§ 本文

続いて登壇したのは、ファンファーレ代表取締役CEOの近藤志人氏。同社は、産業廃棄物を回収する際の配車ルートをAIによって最適化する『配車頭』を開発・運営している。

産廃業界には、一般廃棄物と産業廃棄物を収集する企業が存在する。一般廃棄物とは、家庭から出るような少量の廃棄物のこと。産業廃棄物は、工場や建設現場から何トンと大量に出る廃棄物のことだ。

近藤氏によると、高度経済成長期に入った1960年代から1980年代にかけて産業廃棄物の量が5倍に増加。全国で産廃業者が立ち上がったものの、業界を支えた多くの人材が現役を退きつつあり、現在では深刻な労働人口の不足に悩まされている。産廃業における業務負担を軽くすべく、配車担当の業務効率化に目を向けた。

§ レコード一覧
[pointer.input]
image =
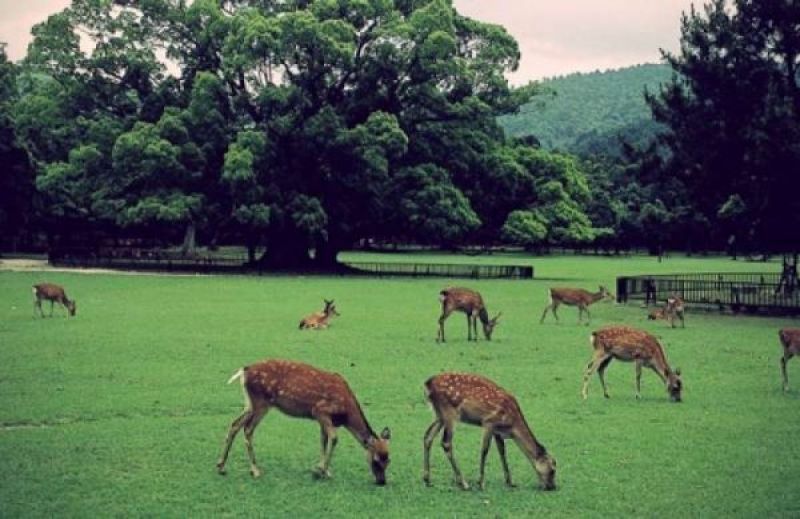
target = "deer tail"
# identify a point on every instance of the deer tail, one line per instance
(237, 375)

§ 作業一覧
- a) 産廃業界についての本文から、「続いて登壇したのは、ファンフ」から「と大量に出る廃棄物のことだ。」までを全部そのまま書き写してください。
- b) 上のレコードをすべて、列名が「依頼」と「回答」の2列のCSVにまとめてください。依頼ごとに1行とし、依頼文と回答はそれぞれ改行を空白に変えてダブルクォートで囲んだ1つのフィールドに入れ、画像は含めないでください。

§ 解答
- a)
続いて登壇したのは、ファンファーレ代表取締役CEOの近藤志人氏。同社は、産業廃棄物を回収する際の配車ルートをAIによって最適化する『配車頭』を開発・運営している。

産廃業界には、一般廃棄物と産業廃棄物を収集する企業が存在する。一般廃棄物とは、家庭から出るような少量の廃棄物のこと。産業廃棄物は、工場や建設現場から何トンと大量に出る廃棄物のことだ。

- b)
依頼,回答
"[pointer.input] image = target = ""deer tail"" # identify a point on every instance of the deer tail, one line per instance","(237, 375)"